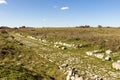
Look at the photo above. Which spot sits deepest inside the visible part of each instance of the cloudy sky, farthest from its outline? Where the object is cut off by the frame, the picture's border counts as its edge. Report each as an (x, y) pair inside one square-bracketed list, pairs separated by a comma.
[(49, 13)]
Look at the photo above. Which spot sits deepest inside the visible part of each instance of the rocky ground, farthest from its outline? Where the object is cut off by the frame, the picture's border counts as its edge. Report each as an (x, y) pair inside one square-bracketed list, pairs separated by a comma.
[(64, 61)]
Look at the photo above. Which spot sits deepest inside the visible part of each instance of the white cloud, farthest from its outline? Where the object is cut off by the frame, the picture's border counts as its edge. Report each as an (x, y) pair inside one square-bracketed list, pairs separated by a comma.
[(64, 8), (3, 2)]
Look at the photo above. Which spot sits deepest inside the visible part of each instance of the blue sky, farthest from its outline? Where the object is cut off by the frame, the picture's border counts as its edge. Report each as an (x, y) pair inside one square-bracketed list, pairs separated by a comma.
[(54, 13)]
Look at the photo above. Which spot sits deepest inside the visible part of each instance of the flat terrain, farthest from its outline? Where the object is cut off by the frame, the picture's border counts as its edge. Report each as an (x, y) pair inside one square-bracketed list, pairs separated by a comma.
[(38, 53)]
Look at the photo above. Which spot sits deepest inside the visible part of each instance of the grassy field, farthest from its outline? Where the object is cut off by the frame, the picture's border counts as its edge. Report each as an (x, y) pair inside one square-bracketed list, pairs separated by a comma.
[(37, 53)]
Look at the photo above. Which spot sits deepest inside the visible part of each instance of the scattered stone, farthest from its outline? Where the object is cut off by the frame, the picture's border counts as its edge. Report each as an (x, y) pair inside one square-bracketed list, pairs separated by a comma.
[(108, 51), (100, 56), (97, 51), (116, 65), (89, 53), (73, 75), (63, 66), (64, 48), (108, 58)]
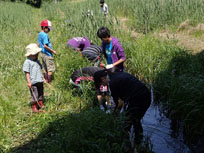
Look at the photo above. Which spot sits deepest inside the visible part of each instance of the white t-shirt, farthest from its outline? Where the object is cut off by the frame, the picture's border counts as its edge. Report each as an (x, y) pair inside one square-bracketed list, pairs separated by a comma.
[(104, 9)]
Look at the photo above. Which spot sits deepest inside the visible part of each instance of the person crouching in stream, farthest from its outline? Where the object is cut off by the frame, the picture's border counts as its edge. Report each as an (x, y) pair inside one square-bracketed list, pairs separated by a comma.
[(132, 91)]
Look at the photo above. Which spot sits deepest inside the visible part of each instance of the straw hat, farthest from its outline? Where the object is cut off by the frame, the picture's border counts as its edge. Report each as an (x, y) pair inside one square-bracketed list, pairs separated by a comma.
[(32, 49)]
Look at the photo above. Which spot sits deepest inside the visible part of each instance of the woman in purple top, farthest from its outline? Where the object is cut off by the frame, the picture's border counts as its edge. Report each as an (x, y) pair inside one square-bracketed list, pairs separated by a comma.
[(79, 43), (112, 49)]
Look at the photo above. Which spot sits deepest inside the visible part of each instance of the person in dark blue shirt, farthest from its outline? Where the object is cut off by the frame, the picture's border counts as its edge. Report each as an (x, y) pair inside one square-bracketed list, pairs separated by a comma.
[(132, 91)]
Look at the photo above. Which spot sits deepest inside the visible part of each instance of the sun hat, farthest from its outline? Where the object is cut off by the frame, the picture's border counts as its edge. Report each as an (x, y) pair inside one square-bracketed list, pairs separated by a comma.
[(32, 49), (101, 1), (46, 23)]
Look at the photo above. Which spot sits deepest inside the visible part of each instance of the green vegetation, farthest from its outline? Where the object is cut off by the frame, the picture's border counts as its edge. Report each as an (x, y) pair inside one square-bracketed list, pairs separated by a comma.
[(69, 122)]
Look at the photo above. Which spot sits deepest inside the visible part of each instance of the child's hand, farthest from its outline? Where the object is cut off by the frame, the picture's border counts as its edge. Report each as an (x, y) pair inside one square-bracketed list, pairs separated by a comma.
[(54, 52), (29, 85), (102, 65)]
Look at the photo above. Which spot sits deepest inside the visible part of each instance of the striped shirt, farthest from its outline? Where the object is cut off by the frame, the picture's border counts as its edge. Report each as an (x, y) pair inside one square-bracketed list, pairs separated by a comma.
[(92, 52), (33, 67)]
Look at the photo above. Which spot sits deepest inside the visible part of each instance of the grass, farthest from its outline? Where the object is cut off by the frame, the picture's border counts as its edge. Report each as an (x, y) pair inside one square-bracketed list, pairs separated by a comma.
[(70, 122)]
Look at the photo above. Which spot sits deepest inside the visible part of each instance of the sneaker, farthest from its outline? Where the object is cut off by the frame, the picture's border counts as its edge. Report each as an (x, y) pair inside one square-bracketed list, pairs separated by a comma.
[(102, 108), (108, 111), (41, 105), (34, 108)]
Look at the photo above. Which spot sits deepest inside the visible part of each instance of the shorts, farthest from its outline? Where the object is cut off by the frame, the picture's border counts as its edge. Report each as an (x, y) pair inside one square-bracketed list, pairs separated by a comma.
[(137, 106), (48, 63), (37, 92)]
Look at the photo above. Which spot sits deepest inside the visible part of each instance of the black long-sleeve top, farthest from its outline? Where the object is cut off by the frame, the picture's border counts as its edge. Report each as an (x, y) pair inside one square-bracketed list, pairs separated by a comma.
[(125, 86)]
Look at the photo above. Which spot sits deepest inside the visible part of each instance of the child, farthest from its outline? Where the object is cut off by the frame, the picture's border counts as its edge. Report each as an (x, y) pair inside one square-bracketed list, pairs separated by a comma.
[(112, 49), (34, 77), (104, 7), (47, 51), (78, 43)]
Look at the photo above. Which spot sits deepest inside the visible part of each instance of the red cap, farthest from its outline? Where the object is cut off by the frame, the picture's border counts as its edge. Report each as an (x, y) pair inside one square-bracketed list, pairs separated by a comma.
[(46, 23)]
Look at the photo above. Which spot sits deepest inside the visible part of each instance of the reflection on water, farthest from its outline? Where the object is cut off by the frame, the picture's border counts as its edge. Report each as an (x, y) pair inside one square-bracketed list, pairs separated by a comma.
[(158, 128)]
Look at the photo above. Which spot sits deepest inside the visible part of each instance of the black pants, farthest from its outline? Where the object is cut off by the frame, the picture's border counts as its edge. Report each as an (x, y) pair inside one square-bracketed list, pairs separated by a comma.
[(137, 107), (37, 92)]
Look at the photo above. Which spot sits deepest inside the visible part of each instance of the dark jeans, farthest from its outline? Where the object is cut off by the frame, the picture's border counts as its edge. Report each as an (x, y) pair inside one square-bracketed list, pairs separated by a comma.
[(38, 92), (137, 107)]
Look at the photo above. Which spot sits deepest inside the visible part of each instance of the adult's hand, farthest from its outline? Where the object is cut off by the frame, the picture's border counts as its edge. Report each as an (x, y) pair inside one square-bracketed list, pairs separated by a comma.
[(109, 66)]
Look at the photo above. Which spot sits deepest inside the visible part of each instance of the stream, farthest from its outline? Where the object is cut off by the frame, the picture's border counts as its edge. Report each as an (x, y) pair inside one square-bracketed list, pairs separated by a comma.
[(158, 128)]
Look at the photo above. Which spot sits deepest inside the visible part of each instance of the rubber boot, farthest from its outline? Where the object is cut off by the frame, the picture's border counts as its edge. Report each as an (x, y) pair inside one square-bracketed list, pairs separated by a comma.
[(45, 76), (49, 78), (41, 105), (34, 108)]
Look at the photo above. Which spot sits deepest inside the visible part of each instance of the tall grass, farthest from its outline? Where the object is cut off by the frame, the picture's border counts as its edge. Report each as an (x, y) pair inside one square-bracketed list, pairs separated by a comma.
[(69, 116), (147, 15)]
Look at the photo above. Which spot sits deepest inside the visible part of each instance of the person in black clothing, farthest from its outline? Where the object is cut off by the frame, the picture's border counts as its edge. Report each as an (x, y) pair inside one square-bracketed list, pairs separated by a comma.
[(93, 53), (133, 92), (82, 74)]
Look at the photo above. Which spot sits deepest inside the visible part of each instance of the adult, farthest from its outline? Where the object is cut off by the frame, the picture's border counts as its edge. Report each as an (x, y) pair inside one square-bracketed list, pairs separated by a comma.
[(93, 53), (112, 50), (133, 92), (82, 74), (104, 7), (78, 43)]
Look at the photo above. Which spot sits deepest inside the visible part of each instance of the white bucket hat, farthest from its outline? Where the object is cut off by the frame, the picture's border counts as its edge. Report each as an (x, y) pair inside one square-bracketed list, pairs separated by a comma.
[(32, 49)]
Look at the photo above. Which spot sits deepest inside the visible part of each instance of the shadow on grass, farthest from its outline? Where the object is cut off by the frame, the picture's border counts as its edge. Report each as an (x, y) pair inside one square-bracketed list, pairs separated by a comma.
[(180, 88), (90, 131)]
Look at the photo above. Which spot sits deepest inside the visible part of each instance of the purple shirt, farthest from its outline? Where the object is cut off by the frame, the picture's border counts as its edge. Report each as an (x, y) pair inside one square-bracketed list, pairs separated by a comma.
[(79, 42), (117, 52)]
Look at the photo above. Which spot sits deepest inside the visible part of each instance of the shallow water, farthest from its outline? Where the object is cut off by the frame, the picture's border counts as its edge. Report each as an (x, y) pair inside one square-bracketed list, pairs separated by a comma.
[(158, 128)]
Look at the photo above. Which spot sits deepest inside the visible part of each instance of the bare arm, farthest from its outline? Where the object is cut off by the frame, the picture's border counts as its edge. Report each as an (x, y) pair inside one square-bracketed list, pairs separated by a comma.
[(28, 79), (49, 49), (118, 62)]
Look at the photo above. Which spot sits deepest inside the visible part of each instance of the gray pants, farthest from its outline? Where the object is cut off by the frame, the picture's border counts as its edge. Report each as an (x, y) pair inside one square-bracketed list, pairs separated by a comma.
[(38, 92)]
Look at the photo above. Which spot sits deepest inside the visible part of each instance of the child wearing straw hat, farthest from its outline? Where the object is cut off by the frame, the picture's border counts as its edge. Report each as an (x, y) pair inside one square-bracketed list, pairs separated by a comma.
[(34, 77)]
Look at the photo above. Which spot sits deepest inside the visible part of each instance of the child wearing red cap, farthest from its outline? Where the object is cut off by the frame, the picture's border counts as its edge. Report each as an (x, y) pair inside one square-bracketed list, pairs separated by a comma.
[(34, 77), (47, 50)]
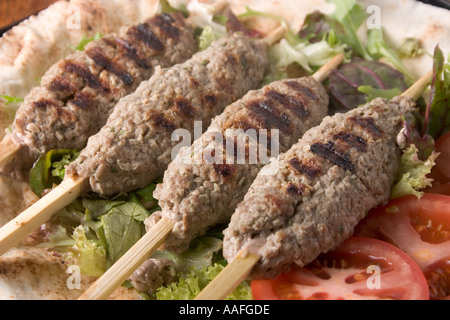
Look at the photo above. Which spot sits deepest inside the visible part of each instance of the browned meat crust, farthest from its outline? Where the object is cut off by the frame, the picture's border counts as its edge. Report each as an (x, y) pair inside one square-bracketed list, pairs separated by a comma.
[(78, 93), (135, 146), (206, 190), (310, 199)]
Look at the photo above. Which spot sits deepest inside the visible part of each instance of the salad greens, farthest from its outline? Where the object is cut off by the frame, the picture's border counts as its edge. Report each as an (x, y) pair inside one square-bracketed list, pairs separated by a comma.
[(195, 268), (94, 232), (360, 81), (378, 48), (437, 115), (49, 169), (191, 284), (413, 173)]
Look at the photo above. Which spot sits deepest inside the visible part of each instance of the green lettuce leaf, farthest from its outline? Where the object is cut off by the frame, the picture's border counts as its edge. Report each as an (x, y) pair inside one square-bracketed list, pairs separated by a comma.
[(378, 48), (49, 169), (190, 285), (207, 37), (346, 20), (202, 252), (437, 117), (373, 93), (85, 41), (165, 7), (413, 174), (88, 254), (410, 49), (121, 224)]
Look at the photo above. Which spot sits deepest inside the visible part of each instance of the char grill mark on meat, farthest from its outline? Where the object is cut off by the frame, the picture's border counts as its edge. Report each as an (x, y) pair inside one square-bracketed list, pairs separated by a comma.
[(367, 124), (334, 155), (82, 72), (205, 191), (184, 107), (291, 102), (302, 90), (313, 211), (160, 121), (269, 116), (89, 84), (352, 140), (112, 66), (135, 146)]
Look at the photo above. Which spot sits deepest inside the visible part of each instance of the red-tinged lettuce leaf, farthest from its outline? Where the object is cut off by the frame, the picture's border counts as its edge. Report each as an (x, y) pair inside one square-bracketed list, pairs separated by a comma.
[(346, 81), (437, 116), (411, 134), (316, 27), (344, 23)]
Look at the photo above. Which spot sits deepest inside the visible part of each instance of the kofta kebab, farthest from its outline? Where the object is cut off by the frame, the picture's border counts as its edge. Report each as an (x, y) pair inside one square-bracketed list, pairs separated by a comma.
[(134, 147), (78, 93), (310, 199)]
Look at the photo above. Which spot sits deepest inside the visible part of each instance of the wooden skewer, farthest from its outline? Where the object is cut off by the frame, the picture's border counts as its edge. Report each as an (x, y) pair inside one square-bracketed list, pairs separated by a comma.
[(32, 218), (131, 260), (238, 269), (8, 150), (108, 283)]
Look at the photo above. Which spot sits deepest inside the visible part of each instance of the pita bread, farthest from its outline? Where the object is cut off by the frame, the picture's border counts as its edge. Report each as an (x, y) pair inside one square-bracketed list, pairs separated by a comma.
[(29, 49), (30, 273), (35, 274)]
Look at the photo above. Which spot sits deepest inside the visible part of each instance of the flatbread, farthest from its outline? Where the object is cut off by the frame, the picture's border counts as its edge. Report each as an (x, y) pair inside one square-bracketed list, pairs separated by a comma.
[(35, 274), (31, 273), (29, 49)]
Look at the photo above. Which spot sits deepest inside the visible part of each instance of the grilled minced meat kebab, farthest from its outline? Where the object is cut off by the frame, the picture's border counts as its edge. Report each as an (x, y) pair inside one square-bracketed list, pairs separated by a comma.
[(205, 192), (77, 94), (199, 192), (309, 200), (135, 145)]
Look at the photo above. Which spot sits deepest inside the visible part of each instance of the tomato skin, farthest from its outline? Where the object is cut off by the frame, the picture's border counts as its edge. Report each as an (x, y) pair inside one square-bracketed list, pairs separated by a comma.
[(421, 228), (443, 161), (342, 274), (440, 173)]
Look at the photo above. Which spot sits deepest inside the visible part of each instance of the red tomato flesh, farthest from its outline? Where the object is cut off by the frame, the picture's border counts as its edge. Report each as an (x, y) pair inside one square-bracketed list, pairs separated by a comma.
[(443, 161), (421, 228), (347, 273)]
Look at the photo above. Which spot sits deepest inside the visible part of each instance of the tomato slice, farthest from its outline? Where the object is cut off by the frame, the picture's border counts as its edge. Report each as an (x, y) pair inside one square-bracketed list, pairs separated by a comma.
[(421, 228), (443, 161), (441, 171), (360, 269)]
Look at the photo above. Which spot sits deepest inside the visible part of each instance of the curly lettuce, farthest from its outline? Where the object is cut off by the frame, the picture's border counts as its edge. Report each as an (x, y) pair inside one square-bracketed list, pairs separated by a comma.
[(191, 284), (413, 173)]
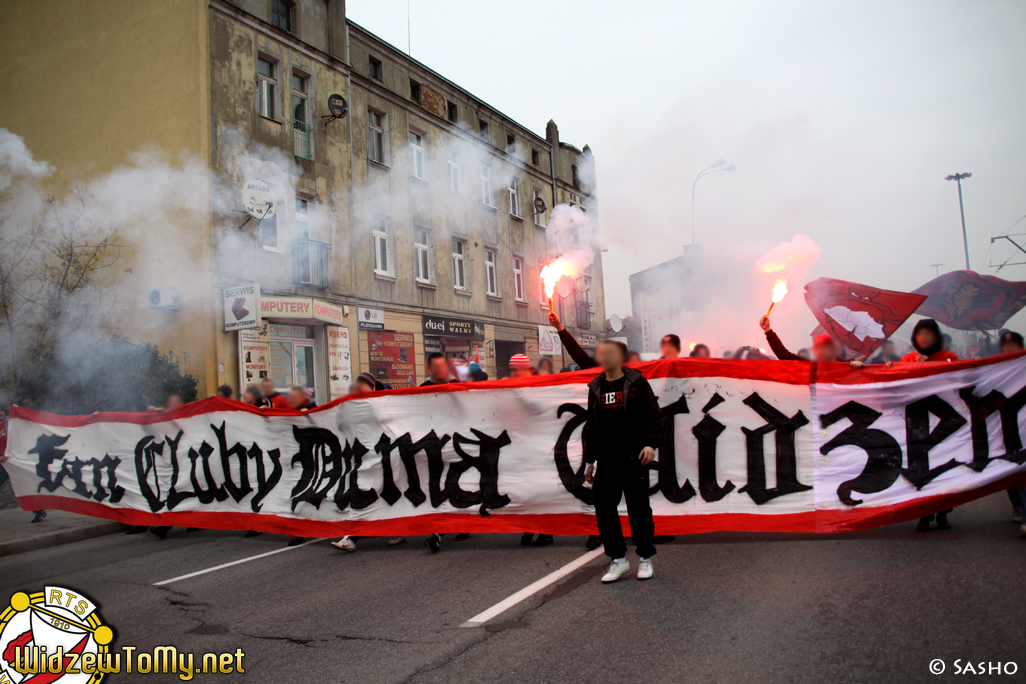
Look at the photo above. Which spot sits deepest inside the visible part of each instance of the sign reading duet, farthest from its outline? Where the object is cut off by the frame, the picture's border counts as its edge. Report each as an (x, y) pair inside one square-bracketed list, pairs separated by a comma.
[(754, 445)]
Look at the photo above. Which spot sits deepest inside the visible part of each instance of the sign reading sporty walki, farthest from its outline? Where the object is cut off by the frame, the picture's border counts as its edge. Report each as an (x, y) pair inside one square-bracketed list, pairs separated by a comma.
[(753, 445)]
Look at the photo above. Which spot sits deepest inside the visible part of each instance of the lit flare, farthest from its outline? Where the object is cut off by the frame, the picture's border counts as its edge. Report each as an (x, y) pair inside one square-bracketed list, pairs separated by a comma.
[(779, 291)]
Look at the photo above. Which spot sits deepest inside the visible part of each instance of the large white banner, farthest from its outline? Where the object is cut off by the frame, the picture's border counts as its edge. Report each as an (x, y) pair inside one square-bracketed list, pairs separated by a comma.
[(748, 445)]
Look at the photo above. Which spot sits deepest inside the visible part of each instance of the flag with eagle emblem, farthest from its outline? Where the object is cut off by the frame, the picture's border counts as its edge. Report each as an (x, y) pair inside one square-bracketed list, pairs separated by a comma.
[(859, 316), (967, 300)]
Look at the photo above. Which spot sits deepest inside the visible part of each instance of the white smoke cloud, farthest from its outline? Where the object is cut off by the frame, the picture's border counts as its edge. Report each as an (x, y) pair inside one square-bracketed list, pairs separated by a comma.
[(16, 161)]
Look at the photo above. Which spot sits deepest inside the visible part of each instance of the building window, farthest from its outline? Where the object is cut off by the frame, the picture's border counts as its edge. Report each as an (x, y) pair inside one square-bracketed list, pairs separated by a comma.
[(302, 241), (515, 197), (539, 215), (417, 155), (422, 255), (490, 279), (459, 265), (376, 136), (265, 87), (383, 248), (486, 186), (588, 294), (454, 167), (301, 121), (282, 14), (518, 279), (269, 233)]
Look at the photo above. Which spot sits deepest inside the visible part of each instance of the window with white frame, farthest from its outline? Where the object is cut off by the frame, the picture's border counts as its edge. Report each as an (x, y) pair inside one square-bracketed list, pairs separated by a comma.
[(269, 233), (486, 186), (266, 83), (417, 155), (422, 255), (515, 197), (518, 293), (384, 265), (301, 122), (490, 275), (452, 159), (282, 14), (301, 241), (459, 265), (376, 136)]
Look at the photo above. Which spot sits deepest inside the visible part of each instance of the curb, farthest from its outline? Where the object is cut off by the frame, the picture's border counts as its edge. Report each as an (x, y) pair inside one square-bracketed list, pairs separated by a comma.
[(57, 538)]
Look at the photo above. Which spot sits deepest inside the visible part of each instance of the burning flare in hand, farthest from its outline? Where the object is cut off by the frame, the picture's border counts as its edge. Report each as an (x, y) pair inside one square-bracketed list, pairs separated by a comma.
[(779, 290), (551, 275)]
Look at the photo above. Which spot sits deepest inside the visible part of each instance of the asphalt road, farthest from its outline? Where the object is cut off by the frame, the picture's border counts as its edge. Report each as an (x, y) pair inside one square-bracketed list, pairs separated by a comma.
[(875, 606)]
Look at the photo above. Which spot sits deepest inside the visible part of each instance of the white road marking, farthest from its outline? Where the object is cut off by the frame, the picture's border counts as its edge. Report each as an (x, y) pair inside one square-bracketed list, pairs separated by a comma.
[(228, 565), (530, 590)]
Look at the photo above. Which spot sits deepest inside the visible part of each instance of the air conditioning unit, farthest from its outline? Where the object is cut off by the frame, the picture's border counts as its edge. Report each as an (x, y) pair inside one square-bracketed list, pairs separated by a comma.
[(163, 297)]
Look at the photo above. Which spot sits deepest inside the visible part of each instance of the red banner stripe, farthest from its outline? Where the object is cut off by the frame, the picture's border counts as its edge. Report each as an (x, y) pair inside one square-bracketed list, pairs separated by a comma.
[(565, 524)]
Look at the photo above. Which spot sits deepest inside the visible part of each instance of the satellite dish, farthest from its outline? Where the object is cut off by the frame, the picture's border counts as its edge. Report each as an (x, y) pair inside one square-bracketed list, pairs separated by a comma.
[(258, 198), (338, 106)]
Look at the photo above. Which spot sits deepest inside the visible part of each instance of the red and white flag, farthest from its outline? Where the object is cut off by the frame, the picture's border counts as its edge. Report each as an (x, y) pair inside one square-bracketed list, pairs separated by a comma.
[(860, 316)]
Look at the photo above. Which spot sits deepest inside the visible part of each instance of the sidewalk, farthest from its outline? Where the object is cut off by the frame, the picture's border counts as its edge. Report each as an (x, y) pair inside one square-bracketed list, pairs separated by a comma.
[(18, 535)]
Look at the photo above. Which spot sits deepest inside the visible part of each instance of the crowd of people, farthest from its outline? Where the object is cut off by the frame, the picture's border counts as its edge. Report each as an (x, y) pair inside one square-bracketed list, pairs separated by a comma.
[(623, 428)]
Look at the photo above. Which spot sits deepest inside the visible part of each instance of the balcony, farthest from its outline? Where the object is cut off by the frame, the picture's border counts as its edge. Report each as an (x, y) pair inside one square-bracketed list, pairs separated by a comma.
[(301, 139), (310, 263)]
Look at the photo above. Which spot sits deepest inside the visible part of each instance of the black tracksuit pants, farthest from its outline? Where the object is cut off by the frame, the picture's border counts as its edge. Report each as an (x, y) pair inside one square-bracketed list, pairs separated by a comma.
[(614, 480)]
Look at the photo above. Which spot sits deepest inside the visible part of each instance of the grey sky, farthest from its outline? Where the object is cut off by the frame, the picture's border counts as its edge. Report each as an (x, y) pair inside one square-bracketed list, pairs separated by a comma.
[(842, 118)]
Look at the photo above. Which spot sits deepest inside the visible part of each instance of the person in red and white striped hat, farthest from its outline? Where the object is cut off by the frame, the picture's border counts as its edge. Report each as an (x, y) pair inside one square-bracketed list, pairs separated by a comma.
[(520, 366)]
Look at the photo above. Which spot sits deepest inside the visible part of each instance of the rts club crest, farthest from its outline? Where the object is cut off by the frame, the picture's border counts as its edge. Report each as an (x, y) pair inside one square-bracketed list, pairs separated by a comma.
[(48, 636)]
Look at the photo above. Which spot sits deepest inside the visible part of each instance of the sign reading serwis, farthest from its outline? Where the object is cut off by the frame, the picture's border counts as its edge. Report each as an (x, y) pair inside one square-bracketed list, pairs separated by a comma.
[(241, 308)]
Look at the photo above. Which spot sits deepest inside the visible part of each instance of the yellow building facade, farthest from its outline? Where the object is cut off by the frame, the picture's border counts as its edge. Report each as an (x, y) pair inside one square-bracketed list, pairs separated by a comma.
[(406, 226)]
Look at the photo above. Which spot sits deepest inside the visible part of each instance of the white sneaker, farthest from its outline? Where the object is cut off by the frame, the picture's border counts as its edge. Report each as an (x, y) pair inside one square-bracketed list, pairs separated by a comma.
[(618, 568), (345, 544)]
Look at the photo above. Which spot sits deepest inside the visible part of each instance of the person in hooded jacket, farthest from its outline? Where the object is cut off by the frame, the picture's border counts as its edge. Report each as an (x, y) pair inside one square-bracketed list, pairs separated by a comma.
[(928, 344)]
_ _ _ _ _
> _SHORT PROBLEM_:
Copy out the lines from the one containing "of the child's" through the one containing "[(54, 52), (29, 85), (102, 65)]", unchanged and with both ends included.

> _FINISHED TASK_:
Look at the photo above. Which spot sits deepest inside the visible part of each instance of the child's hand, farthest from its outline? Where the object is cut off by the frame, the picture's border counts as its edge. Report each as an (x, y) pair inside one square-bracketed list, pairs separated by a comma.
[(54, 52), (29, 85), (102, 65)]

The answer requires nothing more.